TASK → Reproduce the part of the movie review that begins at the words "I shamefully and" and stops after "something about her.", keeping every character unchanged.

SOURCE TEXT →

+--

This movie is such a heartfelt picture full of emotion and love that just grabs at you. it did that for me, and im surely it did that for you too.

 

Dee & Ameche's son is killed during the war. We flashback to see the story of their young son. Now as it was going along I was annoyed that it concentrated on the father's (Ameche) grief and not the mother's (Dee). But as it went on I got totally engaged in the story and in this young man's life.

 

This movie started so sad for me and wasnt sure if i would really like it, but found myself wanting to see more concerning the reaction and relationship between (Ameche) and (Dee), even thought they seemed to have focused mainly on Ameche's reaction quite a bit more, which i was annoyed with as well. they were so emotional in this movie, especially Ameche, but not like you would think at all. it was sometimes a suttle grief that really fit his personality well, which i was pleased with.

 

I shamefully and sheepishly admit I was disappointed to see Frances Dee looked so matronly, a mother of a young boy. But in 1943, she did have two young sons during that time. And going waay back in the flashback, they do show her looking like young self. Her performance, a supporting one is quiet & solid; when she's on the screen however brief it is, she's just...gee. She holds your gaze. I gotta tell you there is something about her.

+--

LISTED RECORDS →
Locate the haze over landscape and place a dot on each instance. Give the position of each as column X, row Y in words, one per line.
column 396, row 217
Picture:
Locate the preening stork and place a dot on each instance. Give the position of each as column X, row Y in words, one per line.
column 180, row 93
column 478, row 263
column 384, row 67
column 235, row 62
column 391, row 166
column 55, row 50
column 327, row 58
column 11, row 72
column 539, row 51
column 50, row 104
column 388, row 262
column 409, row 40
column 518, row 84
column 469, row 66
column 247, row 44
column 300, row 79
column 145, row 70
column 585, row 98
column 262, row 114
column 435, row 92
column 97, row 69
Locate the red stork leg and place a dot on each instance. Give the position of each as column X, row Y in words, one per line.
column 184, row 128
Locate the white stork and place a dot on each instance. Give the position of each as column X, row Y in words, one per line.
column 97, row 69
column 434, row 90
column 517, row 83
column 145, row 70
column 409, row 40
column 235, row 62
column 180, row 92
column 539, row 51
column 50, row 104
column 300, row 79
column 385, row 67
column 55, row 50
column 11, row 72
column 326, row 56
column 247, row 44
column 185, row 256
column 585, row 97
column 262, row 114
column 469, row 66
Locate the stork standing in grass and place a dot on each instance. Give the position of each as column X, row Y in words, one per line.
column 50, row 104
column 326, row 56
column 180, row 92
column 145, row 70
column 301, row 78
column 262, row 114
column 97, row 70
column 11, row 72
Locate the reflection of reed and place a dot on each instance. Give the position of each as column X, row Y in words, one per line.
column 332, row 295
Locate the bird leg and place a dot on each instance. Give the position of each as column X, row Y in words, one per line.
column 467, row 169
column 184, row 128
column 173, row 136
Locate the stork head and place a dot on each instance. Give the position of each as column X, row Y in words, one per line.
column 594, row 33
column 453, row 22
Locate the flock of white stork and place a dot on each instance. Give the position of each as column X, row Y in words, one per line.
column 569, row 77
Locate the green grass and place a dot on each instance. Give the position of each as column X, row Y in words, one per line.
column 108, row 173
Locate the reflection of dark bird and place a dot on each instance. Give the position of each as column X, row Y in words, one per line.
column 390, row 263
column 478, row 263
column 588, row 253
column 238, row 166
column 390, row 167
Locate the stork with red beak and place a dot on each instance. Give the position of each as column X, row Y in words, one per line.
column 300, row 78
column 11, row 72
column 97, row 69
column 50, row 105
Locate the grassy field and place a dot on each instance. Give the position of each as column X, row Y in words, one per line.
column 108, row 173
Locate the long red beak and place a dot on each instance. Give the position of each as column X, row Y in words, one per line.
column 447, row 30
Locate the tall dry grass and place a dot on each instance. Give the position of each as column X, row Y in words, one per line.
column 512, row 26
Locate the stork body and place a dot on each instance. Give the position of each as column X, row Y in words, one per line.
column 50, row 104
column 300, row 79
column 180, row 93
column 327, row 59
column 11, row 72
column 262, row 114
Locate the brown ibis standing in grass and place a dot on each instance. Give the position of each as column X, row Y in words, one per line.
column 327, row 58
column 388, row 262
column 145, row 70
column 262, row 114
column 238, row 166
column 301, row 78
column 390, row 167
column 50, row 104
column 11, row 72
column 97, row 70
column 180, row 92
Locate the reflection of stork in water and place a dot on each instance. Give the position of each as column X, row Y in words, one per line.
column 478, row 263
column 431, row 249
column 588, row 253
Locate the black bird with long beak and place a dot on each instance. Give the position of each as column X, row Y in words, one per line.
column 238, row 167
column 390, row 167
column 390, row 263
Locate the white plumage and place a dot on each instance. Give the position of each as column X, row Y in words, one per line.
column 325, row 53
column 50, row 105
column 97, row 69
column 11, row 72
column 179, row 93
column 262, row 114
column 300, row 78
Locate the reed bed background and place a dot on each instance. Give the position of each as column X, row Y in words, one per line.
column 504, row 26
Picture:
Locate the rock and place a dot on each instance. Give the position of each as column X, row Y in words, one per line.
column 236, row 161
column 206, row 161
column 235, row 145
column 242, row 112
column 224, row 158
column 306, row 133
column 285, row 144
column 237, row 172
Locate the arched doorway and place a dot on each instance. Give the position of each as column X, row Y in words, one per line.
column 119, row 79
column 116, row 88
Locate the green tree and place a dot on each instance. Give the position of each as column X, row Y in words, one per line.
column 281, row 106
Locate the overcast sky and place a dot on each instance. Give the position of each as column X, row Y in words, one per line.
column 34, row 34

+--

SOLUTION TO THIS PROBLEM →
I shamefully and sheepishly admit I was disappointed to see Frances Dee looked so matronly, a mother of a young boy. But in 1943, she did have two young sons during that time. And going waay back in the flashback, they do show her looking like young self. Her performance, a supporting one is quiet & solid; when she's on the screen however brief it is, she's just...gee. She holds your gaze. I gotta tell you there is something about her.